** begin Dataset entries **

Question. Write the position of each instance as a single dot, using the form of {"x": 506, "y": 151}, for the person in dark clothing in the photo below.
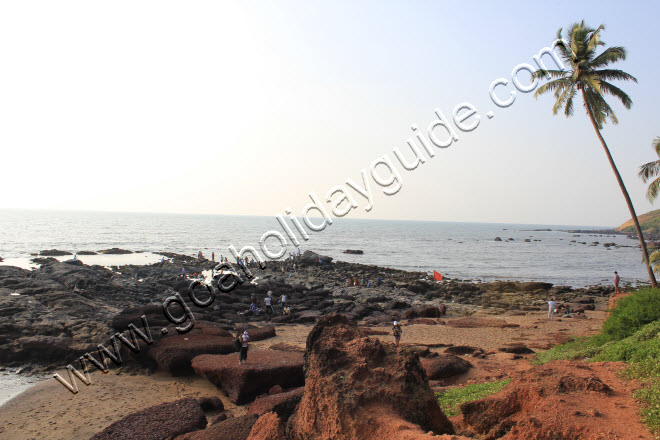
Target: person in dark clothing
{"x": 244, "y": 338}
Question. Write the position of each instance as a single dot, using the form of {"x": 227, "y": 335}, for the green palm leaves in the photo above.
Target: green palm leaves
{"x": 650, "y": 170}
{"x": 587, "y": 72}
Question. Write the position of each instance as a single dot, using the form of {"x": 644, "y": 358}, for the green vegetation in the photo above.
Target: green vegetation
{"x": 650, "y": 171}
{"x": 649, "y": 222}
{"x": 589, "y": 75}
{"x": 631, "y": 334}
{"x": 451, "y": 399}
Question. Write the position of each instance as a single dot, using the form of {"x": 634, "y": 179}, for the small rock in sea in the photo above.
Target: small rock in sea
{"x": 54, "y": 253}
{"x": 115, "y": 251}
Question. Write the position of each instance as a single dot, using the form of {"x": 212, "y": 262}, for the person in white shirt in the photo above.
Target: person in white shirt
{"x": 269, "y": 303}
{"x": 283, "y": 301}
{"x": 244, "y": 337}
{"x": 552, "y": 307}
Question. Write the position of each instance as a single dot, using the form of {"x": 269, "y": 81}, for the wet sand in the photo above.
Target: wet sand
{"x": 49, "y": 411}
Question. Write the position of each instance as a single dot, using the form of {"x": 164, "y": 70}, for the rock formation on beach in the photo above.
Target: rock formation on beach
{"x": 356, "y": 387}
{"x": 51, "y": 315}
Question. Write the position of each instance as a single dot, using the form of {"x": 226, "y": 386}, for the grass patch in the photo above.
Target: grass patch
{"x": 631, "y": 334}
{"x": 451, "y": 399}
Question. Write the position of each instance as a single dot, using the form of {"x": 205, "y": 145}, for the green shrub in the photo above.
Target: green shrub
{"x": 451, "y": 399}
{"x": 631, "y": 334}
{"x": 651, "y": 414}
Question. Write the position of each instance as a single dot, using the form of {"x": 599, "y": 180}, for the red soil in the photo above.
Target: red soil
{"x": 558, "y": 401}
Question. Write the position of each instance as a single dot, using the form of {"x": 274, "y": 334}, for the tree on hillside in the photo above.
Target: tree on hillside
{"x": 589, "y": 75}
{"x": 651, "y": 170}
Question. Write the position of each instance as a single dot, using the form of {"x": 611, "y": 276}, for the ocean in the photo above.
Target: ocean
{"x": 457, "y": 250}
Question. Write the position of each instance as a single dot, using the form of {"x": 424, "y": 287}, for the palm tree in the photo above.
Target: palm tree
{"x": 650, "y": 170}
{"x": 588, "y": 74}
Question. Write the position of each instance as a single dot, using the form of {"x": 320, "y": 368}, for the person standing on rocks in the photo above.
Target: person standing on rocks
{"x": 552, "y": 306}
{"x": 269, "y": 303}
{"x": 616, "y": 282}
{"x": 244, "y": 337}
{"x": 283, "y": 302}
{"x": 396, "y": 331}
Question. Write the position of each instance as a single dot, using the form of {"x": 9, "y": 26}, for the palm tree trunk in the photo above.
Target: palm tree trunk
{"x": 645, "y": 251}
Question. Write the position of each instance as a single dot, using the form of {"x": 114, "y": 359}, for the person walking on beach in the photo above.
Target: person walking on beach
{"x": 283, "y": 302}
{"x": 616, "y": 282}
{"x": 552, "y": 306}
{"x": 396, "y": 331}
{"x": 244, "y": 337}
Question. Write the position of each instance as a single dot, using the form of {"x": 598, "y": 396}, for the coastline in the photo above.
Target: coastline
{"x": 48, "y": 411}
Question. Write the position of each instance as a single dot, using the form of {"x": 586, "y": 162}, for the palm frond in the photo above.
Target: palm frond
{"x": 616, "y": 92}
{"x": 656, "y": 145}
{"x": 654, "y": 257}
{"x": 649, "y": 170}
{"x": 610, "y": 74}
{"x": 568, "y": 108}
{"x": 561, "y": 94}
{"x": 609, "y": 55}
{"x": 594, "y": 39}
{"x": 542, "y": 73}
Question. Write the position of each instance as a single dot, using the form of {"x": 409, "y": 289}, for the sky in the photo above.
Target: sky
{"x": 246, "y": 107}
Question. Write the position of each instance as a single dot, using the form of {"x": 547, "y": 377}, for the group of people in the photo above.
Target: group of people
{"x": 269, "y": 310}
{"x": 565, "y": 309}
{"x": 355, "y": 282}
{"x": 557, "y": 309}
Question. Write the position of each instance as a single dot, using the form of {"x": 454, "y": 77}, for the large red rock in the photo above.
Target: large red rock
{"x": 444, "y": 366}
{"x": 236, "y": 428}
{"x": 263, "y": 370}
{"x": 283, "y": 404}
{"x": 552, "y": 401}
{"x": 160, "y": 422}
{"x": 358, "y": 388}
{"x": 175, "y": 353}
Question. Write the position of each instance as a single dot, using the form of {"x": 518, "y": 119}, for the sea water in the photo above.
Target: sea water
{"x": 457, "y": 250}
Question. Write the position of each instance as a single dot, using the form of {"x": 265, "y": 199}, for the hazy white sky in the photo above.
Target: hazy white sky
{"x": 246, "y": 107}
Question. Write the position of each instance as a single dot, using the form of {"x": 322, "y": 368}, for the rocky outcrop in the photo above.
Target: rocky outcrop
{"x": 268, "y": 427}
{"x": 350, "y": 378}
{"x": 235, "y": 428}
{"x": 160, "y": 422}
{"x": 444, "y": 366}
{"x": 174, "y": 354}
{"x": 283, "y": 403}
{"x": 54, "y": 253}
{"x": 115, "y": 251}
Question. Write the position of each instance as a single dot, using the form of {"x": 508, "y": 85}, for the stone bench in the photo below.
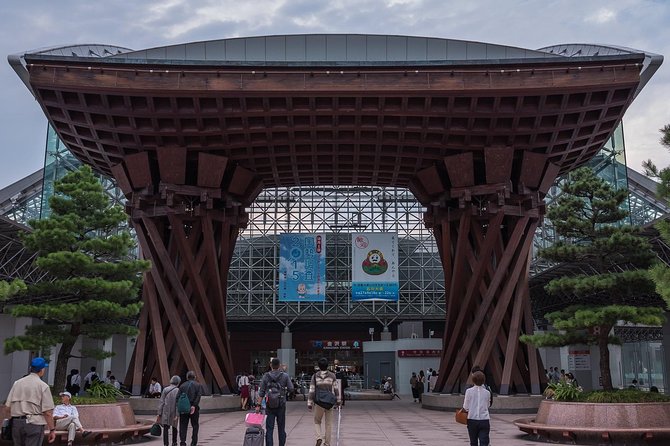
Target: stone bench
{"x": 108, "y": 423}
{"x": 616, "y": 423}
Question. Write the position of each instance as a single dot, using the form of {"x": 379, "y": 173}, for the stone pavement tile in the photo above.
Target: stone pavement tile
{"x": 365, "y": 423}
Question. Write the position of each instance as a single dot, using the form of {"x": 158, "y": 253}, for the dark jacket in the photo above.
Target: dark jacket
{"x": 193, "y": 390}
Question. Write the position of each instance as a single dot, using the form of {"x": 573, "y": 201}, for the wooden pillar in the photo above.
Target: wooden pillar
{"x": 187, "y": 215}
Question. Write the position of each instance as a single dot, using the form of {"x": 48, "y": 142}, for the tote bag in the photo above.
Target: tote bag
{"x": 461, "y": 416}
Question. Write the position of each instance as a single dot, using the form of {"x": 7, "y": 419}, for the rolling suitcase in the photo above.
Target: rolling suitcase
{"x": 254, "y": 436}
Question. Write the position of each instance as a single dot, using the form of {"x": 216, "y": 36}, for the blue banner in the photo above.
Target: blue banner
{"x": 302, "y": 267}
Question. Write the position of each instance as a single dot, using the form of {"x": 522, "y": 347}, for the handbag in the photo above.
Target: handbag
{"x": 6, "y": 429}
{"x": 156, "y": 430}
{"x": 461, "y": 416}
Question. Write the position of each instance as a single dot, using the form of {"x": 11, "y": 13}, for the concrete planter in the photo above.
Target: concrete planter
{"x": 585, "y": 423}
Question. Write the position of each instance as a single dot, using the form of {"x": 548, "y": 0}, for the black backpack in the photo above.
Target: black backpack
{"x": 273, "y": 394}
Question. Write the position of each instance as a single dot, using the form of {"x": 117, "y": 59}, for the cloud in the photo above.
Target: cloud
{"x": 601, "y": 16}
{"x": 641, "y": 24}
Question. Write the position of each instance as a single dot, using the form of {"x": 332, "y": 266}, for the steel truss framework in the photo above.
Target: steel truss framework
{"x": 336, "y": 211}
{"x": 482, "y": 177}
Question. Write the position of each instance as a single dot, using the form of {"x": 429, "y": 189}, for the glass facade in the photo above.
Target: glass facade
{"x": 338, "y": 211}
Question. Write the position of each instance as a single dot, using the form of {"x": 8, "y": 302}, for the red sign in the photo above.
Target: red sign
{"x": 420, "y": 353}
{"x": 337, "y": 345}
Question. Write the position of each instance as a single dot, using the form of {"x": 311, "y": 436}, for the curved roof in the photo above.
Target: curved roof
{"x": 338, "y": 48}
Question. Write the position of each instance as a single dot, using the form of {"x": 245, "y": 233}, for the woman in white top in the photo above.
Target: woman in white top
{"x": 476, "y": 403}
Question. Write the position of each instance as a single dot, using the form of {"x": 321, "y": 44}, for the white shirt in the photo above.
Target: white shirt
{"x": 63, "y": 410}
{"x": 88, "y": 377}
{"x": 477, "y": 401}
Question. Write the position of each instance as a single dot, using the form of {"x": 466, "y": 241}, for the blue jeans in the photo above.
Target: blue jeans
{"x": 479, "y": 432}
{"x": 183, "y": 427}
{"x": 280, "y": 415}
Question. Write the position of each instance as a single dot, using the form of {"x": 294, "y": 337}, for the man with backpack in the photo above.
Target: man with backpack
{"x": 192, "y": 390}
{"x": 275, "y": 385}
{"x": 324, "y": 394}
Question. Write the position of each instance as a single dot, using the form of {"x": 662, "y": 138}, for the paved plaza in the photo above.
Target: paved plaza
{"x": 366, "y": 423}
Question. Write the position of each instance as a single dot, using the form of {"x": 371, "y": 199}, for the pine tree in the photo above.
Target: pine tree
{"x": 661, "y": 273}
{"x": 93, "y": 281}
{"x": 587, "y": 216}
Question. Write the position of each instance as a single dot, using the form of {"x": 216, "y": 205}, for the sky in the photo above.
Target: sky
{"x": 138, "y": 24}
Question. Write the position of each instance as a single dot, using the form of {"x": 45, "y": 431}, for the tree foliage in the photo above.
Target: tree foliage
{"x": 661, "y": 273}
{"x": 93, "y": 282}
{"x": 587, "y": 215}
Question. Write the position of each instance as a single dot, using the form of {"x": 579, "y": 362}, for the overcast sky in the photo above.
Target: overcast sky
{"x": 137, "y": 24}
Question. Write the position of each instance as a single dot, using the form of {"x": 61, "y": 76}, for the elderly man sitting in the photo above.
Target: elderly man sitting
{"x": 66, "y": 417}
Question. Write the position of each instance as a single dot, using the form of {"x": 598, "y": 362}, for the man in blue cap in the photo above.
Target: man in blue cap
{"x": 31, "y": 406}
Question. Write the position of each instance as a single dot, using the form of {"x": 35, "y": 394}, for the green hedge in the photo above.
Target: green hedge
{"x": 623, "y": 396}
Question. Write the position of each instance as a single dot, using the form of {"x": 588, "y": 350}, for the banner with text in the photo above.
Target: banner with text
{"x": 374, "y": 266}
{"x": 302, "y": 267}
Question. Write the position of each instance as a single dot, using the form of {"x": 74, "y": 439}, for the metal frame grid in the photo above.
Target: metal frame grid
{"x": 336, "y": 211}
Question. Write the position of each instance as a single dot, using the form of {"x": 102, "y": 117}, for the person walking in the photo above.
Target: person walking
{"x": 66, "y": 417}
{"x": 91, "y": 378}
{"x": 420, "y": 385}
{"x": 155, "y": 388}
{"x": 73, "y": 382}
{"x": 476, "y": 403}
{"x": 413, "y": 384}
{"x": 275, "y": 384}
{"x": 193, "y": 391}
{"x": 324, "y": 382}
{"x": 432, "y": 380}
{"x": 243, "y": 385}
{"x": 31, "y": 407}
{"x": 167, "y": 411}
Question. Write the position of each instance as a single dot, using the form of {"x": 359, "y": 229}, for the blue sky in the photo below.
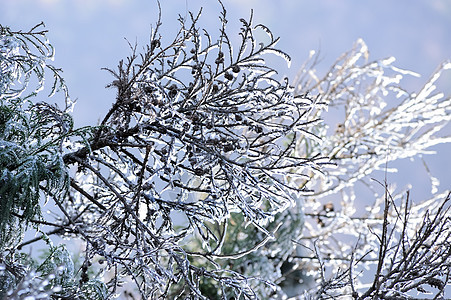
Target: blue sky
{"x": 89, "y": 35}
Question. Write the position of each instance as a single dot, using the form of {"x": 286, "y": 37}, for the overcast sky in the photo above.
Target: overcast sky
{"x": 89, "y": 35}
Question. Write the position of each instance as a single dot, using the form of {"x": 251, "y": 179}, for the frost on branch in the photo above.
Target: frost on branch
{"x": 381, "y": 122}
{"x": 199, "y": 132}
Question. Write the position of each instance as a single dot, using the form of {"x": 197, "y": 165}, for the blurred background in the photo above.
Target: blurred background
{"x": 89, "y": 35}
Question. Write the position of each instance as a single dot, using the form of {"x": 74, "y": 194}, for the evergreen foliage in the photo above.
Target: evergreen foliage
{"x": 209, "y": 176}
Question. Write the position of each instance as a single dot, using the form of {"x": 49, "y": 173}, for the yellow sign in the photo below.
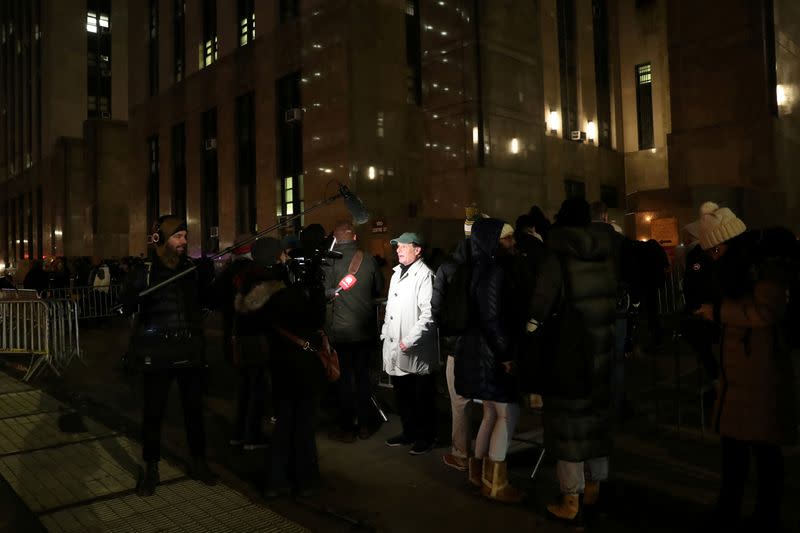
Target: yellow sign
{"x": 665, "y": 231}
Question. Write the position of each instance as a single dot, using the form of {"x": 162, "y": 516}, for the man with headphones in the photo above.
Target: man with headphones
{"x": 167, "y": 345}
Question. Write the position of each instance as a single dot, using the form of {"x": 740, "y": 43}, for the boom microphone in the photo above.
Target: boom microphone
{"x": 354, "y": 204}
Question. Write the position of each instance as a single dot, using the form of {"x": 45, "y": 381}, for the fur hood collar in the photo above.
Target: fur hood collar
{"x": 256, "y": 297}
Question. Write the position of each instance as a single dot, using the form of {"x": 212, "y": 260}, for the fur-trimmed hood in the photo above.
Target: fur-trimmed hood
{"x": 258, "y": 295}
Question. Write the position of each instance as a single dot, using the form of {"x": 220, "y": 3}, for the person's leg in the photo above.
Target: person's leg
{"x": 458, "y": 407}
{"x": 346, "y": 387}
{"x": 156, "y": 389}
{"x": 425, "y": 408}
{"x": 305, "y": 466}
{"x": 570, "y": 477}
{"x": 483, "y": 440}
{"x": 257, "y": 385}
{"x": 192, "y": 383}
{"x": 365, "y": 411}
{"x": 769, "y": 463}
{"x": 281, "y": 442}
{"x": 735, "y": 466}
{"x": 503, "y": 431}
{"x": 403, "y": 388}
{"x": 242, "y": 401}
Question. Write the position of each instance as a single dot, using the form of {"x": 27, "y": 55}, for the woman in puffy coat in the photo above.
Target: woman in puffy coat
{"x": 755, "y": 411}
{"x": 485, "y": 358}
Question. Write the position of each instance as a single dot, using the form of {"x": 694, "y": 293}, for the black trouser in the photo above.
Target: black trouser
{"x": 769, "y": 483}
{"x": 354, "y": 386}
{"x": 156, "y": 385}
{"x": 293, "y": 454}
{"x": 252, "y": 389}
{"x": 416, "y": 401}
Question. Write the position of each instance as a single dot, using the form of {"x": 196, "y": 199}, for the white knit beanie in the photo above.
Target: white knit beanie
{"x": 717, "y": 225}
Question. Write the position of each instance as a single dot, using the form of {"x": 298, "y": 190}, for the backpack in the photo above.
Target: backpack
{"x": 454, "y": 315}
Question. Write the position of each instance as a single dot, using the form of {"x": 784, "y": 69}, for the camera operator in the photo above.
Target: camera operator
{"x": 297, "y": 312}
{"x": 168, "y": 345}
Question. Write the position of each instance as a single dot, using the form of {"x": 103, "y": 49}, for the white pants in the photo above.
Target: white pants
{"x": 572, "y": 478}
{"x": 497, "y": 428}
{"x": 458, "y": 407}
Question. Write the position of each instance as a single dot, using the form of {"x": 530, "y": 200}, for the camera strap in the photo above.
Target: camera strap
{"x": 304, "y": 344}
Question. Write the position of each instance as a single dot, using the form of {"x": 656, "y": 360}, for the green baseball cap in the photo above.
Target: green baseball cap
{"x": 408, "y": 237}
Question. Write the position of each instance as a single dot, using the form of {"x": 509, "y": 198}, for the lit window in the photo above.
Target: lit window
{"x": 91, "y": 22}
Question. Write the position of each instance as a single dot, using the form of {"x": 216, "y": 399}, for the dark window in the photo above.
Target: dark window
{"x": 290, "y": 148}
{"x": 602, "y": 71}
{"x": 209, "y": 196}
{"x": 12, "y": 211}
{"x": 771, "y": 64}
{"x": 210, "y": 40}
{"x": 574, "y": 189}
{"x": 152, "y": 46}
{"x": 179, "y": 170}
{"x": 246, "y": 21}
{"x": 153, "y": 209}
{"x": 179, "y": 36}
{"x": 288, "y": 10}
{"x": 609, "y": 196}
{"x": 98, "y": 32}
{"x": 39, "y": 224}
{"x": 246, "y": 167}
{"x": 21, "y": 241}
{"x": 413, "y": 52}
{"x": 29, "y": 224}
{"x": 568, "y": 66}
{"x": 644, "y": 105}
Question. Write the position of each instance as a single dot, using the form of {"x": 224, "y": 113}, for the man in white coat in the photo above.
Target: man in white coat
{"x": 410, "y": 345}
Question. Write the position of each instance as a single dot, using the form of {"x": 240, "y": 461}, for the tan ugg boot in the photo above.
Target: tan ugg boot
{"x": 495, "y": 483}
{"x": 475, "y": 471}
{"x": 591, "y": 493}
{"x": 567, "y": 510}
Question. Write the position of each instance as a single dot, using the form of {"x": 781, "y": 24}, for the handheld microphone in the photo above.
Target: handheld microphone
{"x": 346, "y": 283}
{"x": 354, "y": 205}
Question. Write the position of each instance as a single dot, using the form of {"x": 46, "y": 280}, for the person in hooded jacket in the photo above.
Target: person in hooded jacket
{"x": 254, "y": 282}
{"x": 459, "y": 450}
{"x": 575, "y": 310}
{"x": 352, "y": 326}
{"x": 486, "y": 357}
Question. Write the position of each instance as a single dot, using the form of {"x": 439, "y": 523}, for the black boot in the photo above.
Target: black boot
{"x": 200, "y": 471}
{"x": 148, "y": 479}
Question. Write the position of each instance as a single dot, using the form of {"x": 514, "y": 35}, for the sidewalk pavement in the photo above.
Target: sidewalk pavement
{"x": 76, "y": 475}
{"x": 661, "y": 480}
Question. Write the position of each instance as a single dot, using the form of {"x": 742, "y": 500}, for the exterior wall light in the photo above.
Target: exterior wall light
{"x": 554, "y": 121}
{"x": 591, "y": 131}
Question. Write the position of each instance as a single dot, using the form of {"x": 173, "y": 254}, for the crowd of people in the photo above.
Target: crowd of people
{"x": 549, "y": 310}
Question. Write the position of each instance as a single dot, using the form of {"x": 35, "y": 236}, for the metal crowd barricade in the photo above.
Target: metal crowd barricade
{"x": 44, "y": 330}
{"x": 92, "y": 302}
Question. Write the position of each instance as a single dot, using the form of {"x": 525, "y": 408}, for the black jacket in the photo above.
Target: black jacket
{"x": 351, "y": 314}
{"x": 490, "y": 340}
{"x": 168, "y": 327}
{"x": 254, "y": 285}
{"x": 444, "y": 276}
{"x": 577, "y": 397}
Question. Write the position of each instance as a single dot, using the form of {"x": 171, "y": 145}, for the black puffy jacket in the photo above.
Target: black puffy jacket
{"x": 168, "y": 328}
{"x": 444, "y": 276}
{"x": 490, "y": 341}
{"x": 577, "y": 396}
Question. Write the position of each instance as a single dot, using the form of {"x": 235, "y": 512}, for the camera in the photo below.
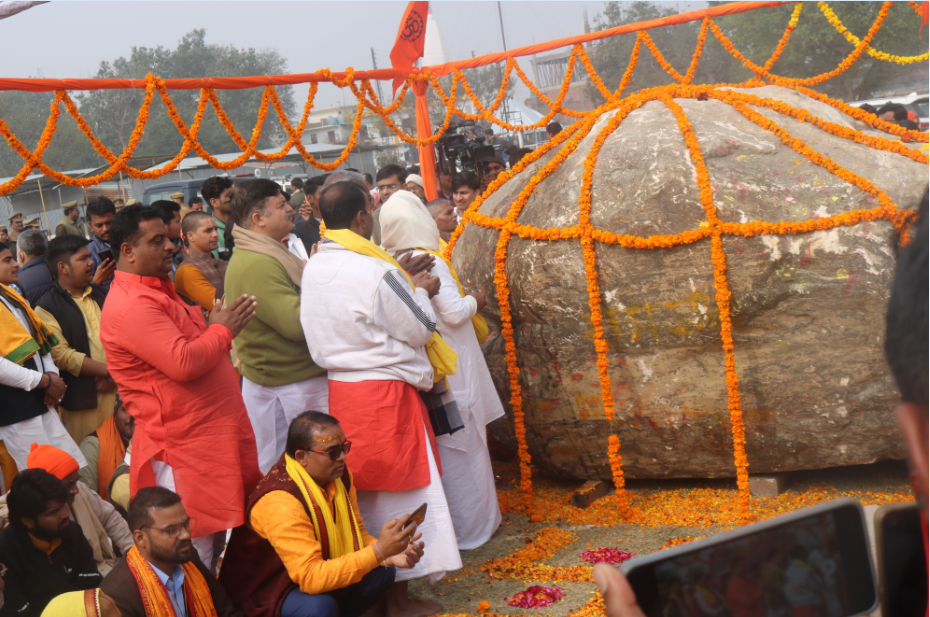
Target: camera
{"x": 463, "y": 152}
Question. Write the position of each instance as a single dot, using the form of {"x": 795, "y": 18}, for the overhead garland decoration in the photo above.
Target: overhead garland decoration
{"x": 566, "y": 143}
{"x": 714, "y": 229}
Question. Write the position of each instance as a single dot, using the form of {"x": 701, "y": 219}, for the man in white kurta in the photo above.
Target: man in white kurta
{"x": 468, "y": 478}
{"x": 368, "y": 327}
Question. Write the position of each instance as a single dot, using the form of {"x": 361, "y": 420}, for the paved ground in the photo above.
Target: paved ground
{"x": 463, "y": 591}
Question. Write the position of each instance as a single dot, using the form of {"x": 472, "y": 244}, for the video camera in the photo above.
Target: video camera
{"x": 460, "y": 151}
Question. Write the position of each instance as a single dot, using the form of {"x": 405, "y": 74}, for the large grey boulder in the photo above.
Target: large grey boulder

** end Dataset entries **

The exercise: Update the stretch from the line containing "black jacket in the photo above." through the end of the records by changing "instance" to "item" and leaving everything else as it is. Leave the pictures out of your answer.

Reply:
Question. Write the position of each item as a single dot, using the form of {"x": 525, "y": 408}, for the black jacket in the photo above.
Target: black jacket
{"x": 351, "y": 314}
{"x": 490, "y": 340}
{"x": 168, "y": 327}
{"x": 254, "y": 285}
{"x": 444, "y": 276}
{"x": 577, "y": 397}
Question. Write the position of each item as a single dot, using the form of {"x": 171, "y": 145}, for the black puffy jacket in the photo above.
Target: black puffy jacket
{"x": 168, "y": 328}
{"x": 444, "y": 276}
{"x": 490, "y": 341}
{"x": 577, "y": 396}
Question. Write the position of each item as a single dot, using the form of {"x": 235, "y": 512}, for the camera in the photo below.
Target: camera
{"x": 463, "y": 152}
Question. Write the position of each item as a single dot, using the form of {"x": 795, "y": 18}, for the overhead garland decoration in the photo above.
Target: overhead garland decoration
{"x": 566, "y": 143}
{"x": 714, "y": 229}
Question. Write the position of each item as a single dot, using the form of {"x": 701, "y": 219}, for the man in white kurta in the photo above.
Target: man in white kurta
{"x": 468, "y": 478}
{"x": 368, "y": 327}
Question. Write the position of each item as a single dot, using the form of {"x": 361, "y": 420}, for the paved ground in the photo above.
Target: paved ground
{"x": 463, "y": 591}
Question. Write the position of each item as a single dot, using the form of {"x": 472, "y": 244}, for the video camera in the photo above.
Target: video camera
{"x": 460, "y": 151}
Question. Write the position of each item as a single dot, using the form of {"x": 405, "y": 74}, for the large grey boulder in the photo above.
Target: large grey boulder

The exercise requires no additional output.